_Given data_
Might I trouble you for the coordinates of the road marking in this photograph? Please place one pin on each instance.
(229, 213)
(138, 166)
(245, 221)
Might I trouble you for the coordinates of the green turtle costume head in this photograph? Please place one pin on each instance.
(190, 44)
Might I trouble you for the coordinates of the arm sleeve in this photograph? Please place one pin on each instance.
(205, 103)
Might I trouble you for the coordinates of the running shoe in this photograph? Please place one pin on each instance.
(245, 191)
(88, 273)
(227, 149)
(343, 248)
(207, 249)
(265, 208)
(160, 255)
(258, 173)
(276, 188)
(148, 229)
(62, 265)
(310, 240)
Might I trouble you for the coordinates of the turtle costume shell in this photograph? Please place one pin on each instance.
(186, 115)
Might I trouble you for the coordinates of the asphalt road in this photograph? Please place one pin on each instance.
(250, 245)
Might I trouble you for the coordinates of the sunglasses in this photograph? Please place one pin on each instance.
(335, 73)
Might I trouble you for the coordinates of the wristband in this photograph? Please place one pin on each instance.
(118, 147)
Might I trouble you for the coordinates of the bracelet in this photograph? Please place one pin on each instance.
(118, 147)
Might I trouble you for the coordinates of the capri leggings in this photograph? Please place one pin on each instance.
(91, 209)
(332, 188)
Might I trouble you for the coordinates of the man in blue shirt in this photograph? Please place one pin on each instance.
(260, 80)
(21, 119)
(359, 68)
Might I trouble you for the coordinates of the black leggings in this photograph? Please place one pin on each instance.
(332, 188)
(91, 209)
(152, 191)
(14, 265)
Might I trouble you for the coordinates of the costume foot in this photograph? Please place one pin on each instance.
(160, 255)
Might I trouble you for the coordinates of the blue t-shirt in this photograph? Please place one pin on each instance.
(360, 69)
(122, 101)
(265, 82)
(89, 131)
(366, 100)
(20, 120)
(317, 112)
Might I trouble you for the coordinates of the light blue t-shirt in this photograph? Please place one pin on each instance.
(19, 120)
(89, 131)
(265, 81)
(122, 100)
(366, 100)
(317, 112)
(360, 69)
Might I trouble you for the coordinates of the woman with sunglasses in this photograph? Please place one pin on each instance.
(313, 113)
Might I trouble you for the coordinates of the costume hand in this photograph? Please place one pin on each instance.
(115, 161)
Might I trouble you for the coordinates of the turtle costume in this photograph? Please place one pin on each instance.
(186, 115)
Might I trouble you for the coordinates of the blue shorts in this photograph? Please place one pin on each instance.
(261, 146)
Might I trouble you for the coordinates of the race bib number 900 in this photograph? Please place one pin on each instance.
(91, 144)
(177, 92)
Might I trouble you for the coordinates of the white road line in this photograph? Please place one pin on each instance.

_Do this_
Go through the listing above and restate it word for word.

_Exercise result_
Might I trouble you for the coordinates of the road marking in this photograph? Please place one pin on each instance.
(229, 213)
(138, 166)
(245, 221)
Might I trouble you for the coordinates of the green turtle costume head in this photograph? Please place one pin on each instance.
(190, 44)
Might I trouble you for the coordinates of the arm sleeve in this photograph? Please place one pin on each instance.
(205, 103)
Might I trouble you for the coordinates of the running shoe in this photograph? Please place one pin on each instance.
(245, 191)
(88, 273)
(227, 149)
(343, 248)
(207, 249)
(265, 208)
(160, 255)
(258, 173)
(276, 188)
(148, 229)
(62, 265)
(310, 240)
Might I trouble you for the coordinates of the turtle costume shell in this photograph? Please place one pin on each instance.
(186, 115)
Might I trouble you for the coordinates of the asphalt road in this photograph? Please place one pin on each instance.
(250, 245)
Might I trouble you for the coordinates of the sunglasses in this photograph? Please place one pin on each instance.
(335, 73)
Might I trouble you for the coordinates of the wristband in this photograph? Please place one pin on each instance.
(118, 147)
Might I trouble you for the coordinates of the bracelet in this photograph? Please place one pin on each instance.
(118, 147)
Might I trouble you for the coordinates of the capri leggings in this photograph? Please place one pin on each instance.
(91, 209)
(332, 188)
Might I trouble you for the coordinates of the man in blue shirt in this photograph? Please place one pin on each instance.
(260, 80)
(21, 119)
(359, 68)
Might I trouble you for the coordinates of the black leggings in this photograph? Please place one pin on each instance.
(332, 188)
(91, 209)
(152, 191)
(14, 265)
Might I trouble you for the coordinates of the costume foot in this photograph? Please place one pin on each instance.
(160, 255)
Might I trouble you for the coordinates of the blue t-shirt in this photograph? Please place one pin on each instance.
(360, 69)
(122, 101)
(265, 82)
(89, 131)
(366, 100)
(20, 120)
(317, 112)
Might I trouble you for the coordinates of the light blue t-shirt in this photograph? Please place one pin on each instance.
(19, 120)
(89, 131)
(265, 81)
(122, 100)
(366, 100)
(317, 112)
(360, 69)
Might I trouble you for the coordinates of the woman with sunglasses in this photograph? Please place one pin on each instance.
(313, 113)
Might I trouble you for the coordinates of the costume hand in this photograph? Please place one pin on each instance.
(115, 161)
Might I trouble you for the coordinates of the turtle costume in this photograph? Please place one pin on each instance.
(186, 115)
Might I trouble you for the coordinates of the blue shorts in this photograph? Please place one pin on each instance.
(261, 146)
Might I trouble you for the coordinates of the race bib number 900 in this photograph? Please place one pin on each instance.
(91, 144)
(177, 92)
Might I trouble you for the coordinates of the white road line in this photograph? Please place one pin on each instance.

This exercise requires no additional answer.